#### SHORT EXERCISE
Put each line of the data below into a numbered list, skipping blank lines and omitting the pictures.

#### RECORDS PROVIDED
▬▬▬▬▬▬▬▬▬▬

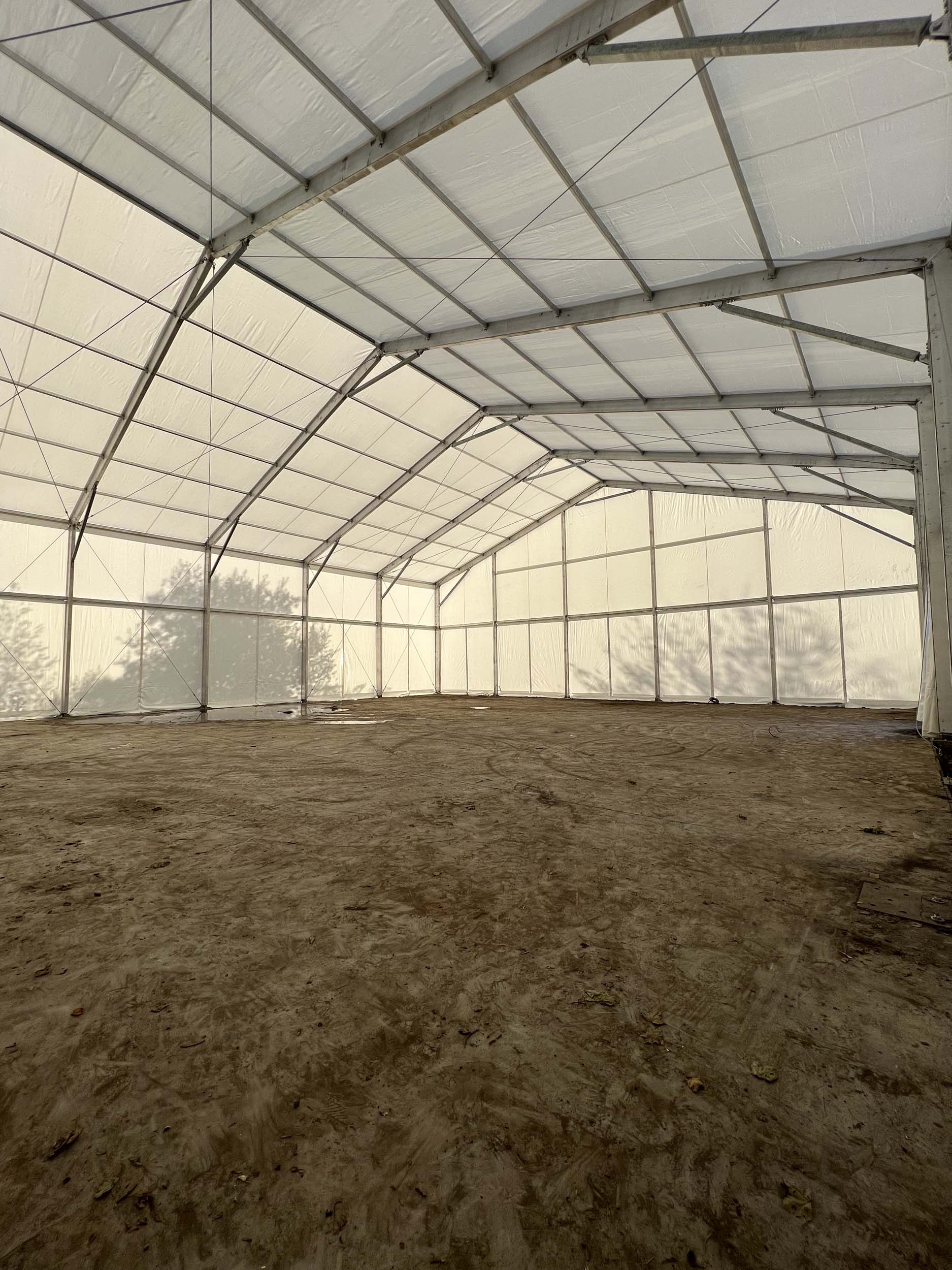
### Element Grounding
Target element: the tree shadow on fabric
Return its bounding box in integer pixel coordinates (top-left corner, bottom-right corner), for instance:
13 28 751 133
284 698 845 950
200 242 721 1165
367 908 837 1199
571 605 853 703
0 563 340 719
0 599 62 719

▬▬▬▬▬▬▬▬▬▬

#### EXERCISE RESPONSE
1. ### Element Grounding
2. Target element: the tree shadow on fabric
3. Return its bounding box in integer pixel coordinates (top-left corner, bottom-right corner), for instance:
4. 13 28 751 133
5. 284 698 845 950
6. 200 242 721 1165
7. 367 908 837 1199
8. 571 605 853 703
9. 0 563 340 719
10. 0 599 62 719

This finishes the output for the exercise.